*Document excerpt*

[PATCH] net : rps : supoort a single flow to use rps

From: Albert Huang
Date: Tue Jun 28 2022 - 10:01:13 EST


From: "huangjie.albert" <huangjie.albert@xxxxxxxxxxxxx>

In some scenarios(ipsec) or products(VPN gateway),
we need to enable a single network stream to support RPS.
but In the current rps implementation, there is no support
for a single stream to utilize rps.

Introduce a hashtable to record flows that need to use rps.
For these flows, use round robin to put them on different CPUs
for further processing

how to use:
echo xxx > /sys/class/net/xxx/queues/rx-x/rps_cpus
echo 1 > /sys/class/net/xxx/queues/rx-x/rps_single_flow
and create a flow node with the function:
rps_flow_node_create

This patch can improve the performance of a single stream,
for example: On my virtual machine (4 vcpu + 8g), a single
ipsec stream (3des encryption) can improve throughput by 3-4 times:
before after
212 Mbits/sec 698 Mbits/sec

Signed-off-by: huangjie.albert <huangjie.albert@xxxxxxxxxxxxx>
---
include/linux/netdevice.h | 15 +++
net/core/dev.c | 187 ++++++++++++++++++++++++++++++++++++++
net/core/net-sysfs.c | 36 ++++++++
3 files changed, 238 insertions(+)

diff --git a/include/linux/netdevice.h b/include/linux/netdevice.h
index f615a66c89e9..36412d0e0255 100644
--- a/include/linux/netdevice.h
+++ b/include/linux/netdevice.h
@@ -743,6 +743,7 @@ bool rps_may_expire_flow(struct net_device *dev, u16 rxq_index, u32 flow_id,
struct netdev_rx_queue {
struct xdp_rxq_info xdp_rxq;
#ifdef CONFIG_RPS
+ bool rps_single_flow_enable;
struct rps_map __rcu *rps_map;
struct rps_dev_flow_table __rcu *rps_flow_table;
#endif
@@ -811,6 +812,20 @@ struct xps_dev_maps {
#define XPS_RXQ_DEV_MAPS_SIZE(_tcs, _rxqs) (sizeof(struct xps_dev_maps) +\
(_rxqs * (_tcs) * sizeof(struct xps_map *)))

+
+/* define for rps_single_flow */
+struct rps_flow_info_node {
+ __be32 saddr;
+ __be32 daddr;
+ __u8 protocol;
+ u64 jiffies; /* keep the time update entry */
+ struct hlist_node node;
+};
+#define MAX_MAINTENANCE_TIME (2000)
+#define PERIODIC_AGEING_TIME (10000)

*Set problem 1*
Show each line of the rows below that contains the string "stripe".

*Data for this exercise*
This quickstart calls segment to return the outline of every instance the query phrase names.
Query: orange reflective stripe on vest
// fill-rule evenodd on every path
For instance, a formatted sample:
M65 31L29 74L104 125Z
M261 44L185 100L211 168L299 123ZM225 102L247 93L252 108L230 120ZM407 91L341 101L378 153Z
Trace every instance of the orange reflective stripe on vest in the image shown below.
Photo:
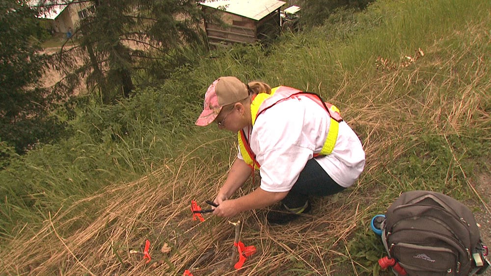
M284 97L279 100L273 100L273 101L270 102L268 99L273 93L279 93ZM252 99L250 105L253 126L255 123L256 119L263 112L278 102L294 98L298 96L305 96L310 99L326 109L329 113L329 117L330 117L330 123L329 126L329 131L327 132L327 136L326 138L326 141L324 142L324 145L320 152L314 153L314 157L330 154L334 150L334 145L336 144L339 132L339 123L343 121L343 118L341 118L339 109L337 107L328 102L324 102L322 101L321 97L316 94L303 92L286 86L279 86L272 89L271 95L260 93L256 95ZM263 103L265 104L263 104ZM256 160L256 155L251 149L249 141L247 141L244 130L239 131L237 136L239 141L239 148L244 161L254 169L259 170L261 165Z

*Set problem 2*
Proceed with the RPS single-flow kernel patch above, picking up right after its last line.

*Exercise output 1*
Query: orange reflective stripe on vest
Trace every instance of the orange reflective stripe on vest in the image shown below.

*Exercise output 2*
+bool rps_flow_node_create(__be32 saddr, __be32 daddr, __u8 protocol);
+void rps_single_flow_set(bool enable);
+
#endif /* CONFIG_XPS */

#define TC_MAX_QUEUE 16
diff --git a/net/core/dev.c b/net/core/dev.c
index 08ce317fcec8..da3eb184fca1 100644
--- a/net/core/dev.c
+++ b/net/core/dev.c
@@ -4433,6 +4433,142 @@ set_rps_cpu(struct net_device *dev, struct sk_buff *skb,
* CPU from the RPS map of the receiving queue for a given skb.
* rcu_read_lock must be held on entry.
*/
+#define DEFAULT_HASH_BUKET_BIT (3)
+#define DEFAULT_QUOTA_PER_CPU (64)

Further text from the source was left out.